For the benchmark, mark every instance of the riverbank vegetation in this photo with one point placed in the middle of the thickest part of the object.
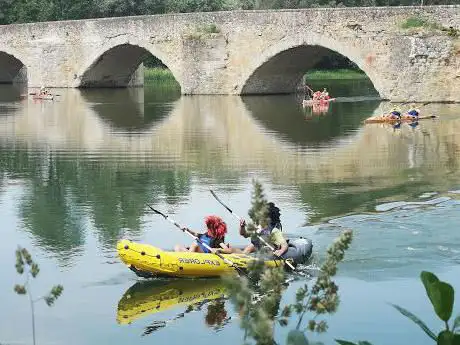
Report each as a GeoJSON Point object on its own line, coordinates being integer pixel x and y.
{"type": "Point", "coordinates": [22, 11]}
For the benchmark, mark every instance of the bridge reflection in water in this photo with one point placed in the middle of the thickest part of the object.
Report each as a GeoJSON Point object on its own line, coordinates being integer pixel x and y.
{"type": "Point", "coordinates": [234, 135]}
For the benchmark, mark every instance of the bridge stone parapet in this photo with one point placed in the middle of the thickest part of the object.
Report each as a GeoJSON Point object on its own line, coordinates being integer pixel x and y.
{"type": "Point", "coordinates": [243, 52]}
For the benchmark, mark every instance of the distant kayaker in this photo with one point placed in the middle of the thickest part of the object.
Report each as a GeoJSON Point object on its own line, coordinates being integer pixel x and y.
{"type": "Point", "coordinates": [394, 114]}
{"type": "Point", "coordinates": [271, 232]}
{"type": "Point", "coordinates": [213, 237]}
{"type": "Point", "coordinates": [324, 94]}
{"type": "Point", "coordinates": [413, 113]}
{"type": "Point", "coordinates": [308, 91]}
{"type": "Point", "coordinates": [317, 95]}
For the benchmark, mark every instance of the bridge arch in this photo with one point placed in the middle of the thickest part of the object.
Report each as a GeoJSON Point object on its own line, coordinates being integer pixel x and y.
{"type": "Point", "coordinates": [114, 64]}
{"type": "Point", "coordinates": [12, 68]}
{"type": "Point", "coordinates": [281, 66]}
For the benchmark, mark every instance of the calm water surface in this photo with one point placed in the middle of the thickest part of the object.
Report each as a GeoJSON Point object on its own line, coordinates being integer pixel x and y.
{"type": "Point", "coordinates": [77, 173]}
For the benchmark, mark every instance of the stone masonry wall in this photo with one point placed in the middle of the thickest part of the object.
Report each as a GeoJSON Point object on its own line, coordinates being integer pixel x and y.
{"type": "Point", "coordinates": [251, 51]}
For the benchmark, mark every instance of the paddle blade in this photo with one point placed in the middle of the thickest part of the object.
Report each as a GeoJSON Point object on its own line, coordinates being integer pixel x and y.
{"type": "Point", "coordinates": [157, 212]}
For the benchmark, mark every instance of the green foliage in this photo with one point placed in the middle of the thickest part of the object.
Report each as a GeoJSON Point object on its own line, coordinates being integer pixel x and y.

▬▬▬

**Exercise goal:** Reproduce verbatim the lines starting with the one that contains "For the benchmark, mark every instance of the green" and running through the final line above, both ends included.

**Expected output:**
For the benchmark, mark every instance of the green foliage in this photo with one point placed in the middle of the thickest part of the object.
Report each as a GeoJSON Point object on its own line, coordinates being integer pixel x and y.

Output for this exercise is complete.